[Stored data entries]
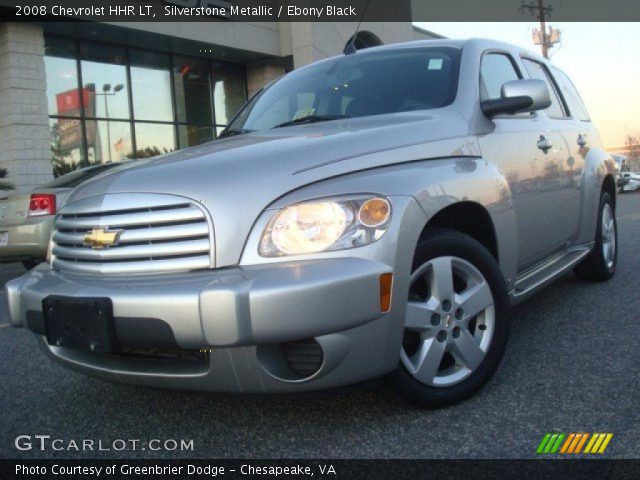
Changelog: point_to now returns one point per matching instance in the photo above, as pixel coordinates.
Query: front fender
(435, 184)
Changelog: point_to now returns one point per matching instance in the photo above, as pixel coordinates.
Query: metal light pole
(106, 92)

*INSTRUCTIONS TO FOLLOW*.
Retype the lines from the one containing "Query: front fender" to the last line above. Change nothing and include no others.

*ANSWER TO THE PROBLEM*.
Query: front fender
(435, 184)
Changelog: point_to now returns one point per matching instance in the photo above, as pixel coordinates.
Query: metal light pole
(106, 92)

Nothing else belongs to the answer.